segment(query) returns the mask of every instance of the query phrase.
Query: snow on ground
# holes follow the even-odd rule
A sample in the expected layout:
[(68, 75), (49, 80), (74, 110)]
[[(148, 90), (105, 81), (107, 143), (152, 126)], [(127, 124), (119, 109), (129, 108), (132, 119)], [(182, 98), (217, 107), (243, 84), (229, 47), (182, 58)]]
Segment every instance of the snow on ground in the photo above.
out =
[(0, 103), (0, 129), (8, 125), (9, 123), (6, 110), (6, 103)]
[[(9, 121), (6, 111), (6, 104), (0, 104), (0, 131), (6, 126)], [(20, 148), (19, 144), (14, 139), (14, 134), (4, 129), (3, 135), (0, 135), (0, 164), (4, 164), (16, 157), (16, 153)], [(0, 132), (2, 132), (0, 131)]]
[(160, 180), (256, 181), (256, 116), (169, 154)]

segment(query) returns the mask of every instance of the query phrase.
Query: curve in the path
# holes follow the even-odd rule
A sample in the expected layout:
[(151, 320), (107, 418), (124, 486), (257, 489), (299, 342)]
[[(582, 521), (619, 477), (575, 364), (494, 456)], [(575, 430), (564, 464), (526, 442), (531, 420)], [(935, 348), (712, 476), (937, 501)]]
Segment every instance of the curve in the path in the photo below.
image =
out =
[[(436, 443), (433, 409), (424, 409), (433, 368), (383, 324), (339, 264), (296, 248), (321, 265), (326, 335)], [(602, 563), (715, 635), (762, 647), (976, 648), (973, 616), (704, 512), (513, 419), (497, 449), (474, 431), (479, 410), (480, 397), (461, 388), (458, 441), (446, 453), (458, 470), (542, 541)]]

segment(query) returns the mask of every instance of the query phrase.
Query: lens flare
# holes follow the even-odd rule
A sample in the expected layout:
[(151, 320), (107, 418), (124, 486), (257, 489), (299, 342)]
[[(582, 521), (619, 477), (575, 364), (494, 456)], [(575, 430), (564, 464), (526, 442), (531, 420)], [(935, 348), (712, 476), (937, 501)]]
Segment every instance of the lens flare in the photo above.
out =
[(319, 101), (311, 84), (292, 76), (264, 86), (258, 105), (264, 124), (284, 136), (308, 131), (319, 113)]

########

Do this
Retype the listing above line for line, with nothing changed.

Completed task
segment(query) returns the mask of every instance of the query phrase.
Query: snow on ground
# holes follow the even-odd rule
A sample in the expected layout:
[(68, 75), (49, 80), (74, 110)]
[[(148, 90), (105, 81), (107, 143), (152, 126)], [(127, 124), (119, 109), (129, 108), (132, 119)], [(182, 98), (217, 107), (243, 84), (229, 47), (182, 58)]]
Segment every instance of the snow on ground in the photo above.
out =
[(0, 103), (0, 129), (8, 125), (9, 123), (6, 110), (6, 103)]
[[(9, 121), (6, 111), (6, 104), (0, 104), (0, 131), (6, 126)], [(20, 148), (19, 144), (14, 139), (14, 134), (4, 129), (3, 135), (0, 135), (0, 164), (4, 164), (16, 157), (16, 153)], [(0, 132), (2, 132), (0, 131)]]
[(160, 180), (256, 181), (256, 116), (169, 154)]

segment(query) returns the mask of every instance of the query phrase.
Query: curve in the path
# holes follow the even-odd rule
A sample in the expected layout:
[(151, 320), (107, 418), (124, 486), (257, 489), (299, 342)]
[[(582, 521), (619, 477), (575, 364), (494, 456)], [(575, 430), (564, 464), (526, 442), (531, 420)], [(935, 348), (712, 476), (937, 501)]]
Segment every instance of the curve in the path in the photo below.
image =
out =
[[(436, 443), (433, 409), (424, 409), (433, 368), (383, 324), (339, 264), (296, 248), (321, 265), (326, 335)], [(602, 563), (715, 635), (762, 647), (976, 648), (973, 616), (704, 512), (513, 419), (497, 449), (474, 431), (479, 410), (480, 397), (461, 388), (458, 441), (446, 453), (458, 470), (542, 541)]]

segment(query) returns the mask of every instance of the query phrase.
Query: lens flare
# holes follow the even-odd rule
A sample in the expected layout:
[(151, 320), (107, 418), (124, 486), (257, 489), (299, 342)]
[[(582, 521), (619, 477), (575, 364), (494, 456)], [(575, 430), (564, 464), (526, 442), (531, 420)], [(935, 348), (712, 476), (937, 501)]]
Segment every instance of the lens flare in the photo above.
out =
[(319, 101), (311, 84), (292, 76), (264, 86), (258, 105), (264, 124), (284, 136), (308, 131), (319, 113)]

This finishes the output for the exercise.